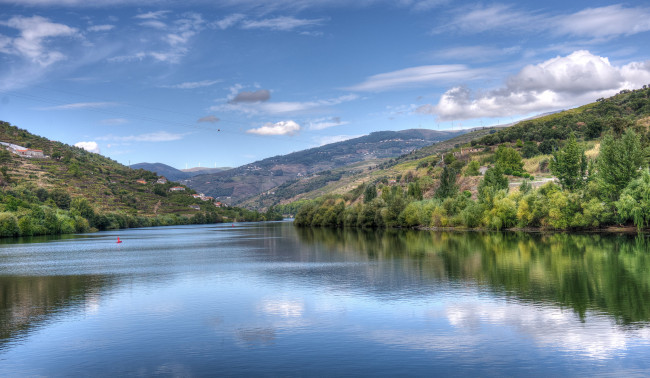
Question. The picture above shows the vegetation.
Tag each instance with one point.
(608, 186)
(76, 191)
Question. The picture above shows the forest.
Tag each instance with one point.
(597, 155)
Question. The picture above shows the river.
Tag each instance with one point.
(270, 299)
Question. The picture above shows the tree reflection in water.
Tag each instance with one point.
(600, 272)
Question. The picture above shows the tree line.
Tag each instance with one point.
(612, 189)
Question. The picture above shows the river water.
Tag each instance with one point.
(270, 299)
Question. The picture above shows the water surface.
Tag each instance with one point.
(269, 299)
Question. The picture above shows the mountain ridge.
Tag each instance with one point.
(238, 184)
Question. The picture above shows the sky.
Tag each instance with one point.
(225, 83)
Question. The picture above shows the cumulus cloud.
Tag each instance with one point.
(88, 146)
(561, 82)
(34, 32)
(209, 119)
(257, 96)
(159, 136)
(416, 76)
(278, 128)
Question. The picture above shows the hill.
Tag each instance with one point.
(47, 187)
(174, 174)
(161, 169)
(240, 184)
(583, 168)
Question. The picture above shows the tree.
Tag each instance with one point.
(370, 193)
(509, 160)
(634, 203)
(529, 150)
(492, 181)
(619, 161)
(448, 186)
(569, 165)
(472, 168)
(415, 191)
(61, 198)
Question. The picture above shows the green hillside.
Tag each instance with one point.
(578, 169)
(238, 185)
(73, 190)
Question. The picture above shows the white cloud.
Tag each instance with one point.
(193, 84)
(81, 105)
(326, 123)
(152, 15)
(416, 76)
(172, 45)
(260, 95)
(114, 121)
(282, 108)
(606, 21)
(34, 32)
(99, 28)
(159, 136)
(557, 83)
(278, 128)
(602, 22)
(336, 138)
(88, 146)
(210, 119)
(280, 23)
(154, 24)
(475, 53)
(229, 21)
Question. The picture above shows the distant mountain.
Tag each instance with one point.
(239, 184)
(204, 170)
(161, 169)
(174, 174)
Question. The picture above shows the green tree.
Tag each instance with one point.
(492, 181)
(415, 191)
(529, 150)
(472, 168)
(619, 162)
(634, 203)
(569, 165)
(61, 198)
(370, 193)
(448, 187)
(509, 160)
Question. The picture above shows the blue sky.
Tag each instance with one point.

---+---

§ **INSTRUCTIONS FOR THE TASK**
When the entries above show the word "tree" in a line, copy that line out.

§ **THE COMPLETED TASK**
Question. The picture above shows the tree reflection in water.
Question. The picture above shows the tree line.
Question. The picture above shows the tree.
Question. The picture above shows the green tree.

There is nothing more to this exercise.